_EXERCISE:_ Reproduce each line exactly. Skip none.

--- Begin MATERIAL FOR THIS EXERCISE ---

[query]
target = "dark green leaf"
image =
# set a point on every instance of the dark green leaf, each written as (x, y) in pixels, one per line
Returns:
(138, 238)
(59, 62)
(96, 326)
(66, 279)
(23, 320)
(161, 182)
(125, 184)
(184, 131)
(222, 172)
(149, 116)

--- End MATERIAL FOR THIS EXERCISE ---

_ANSWER:_
[query]
target = "dark green leaf"
image =
# set a point on every instance of the dark green leaf, each written as (x, y) in pixels, one per line
Returns:
(138, 238)
(59, 62)
(96, 326)
(66, 279)
(23, 320)
(161, 182)
(125, 184)
(184, 131)
(222, 172)
(149, 116)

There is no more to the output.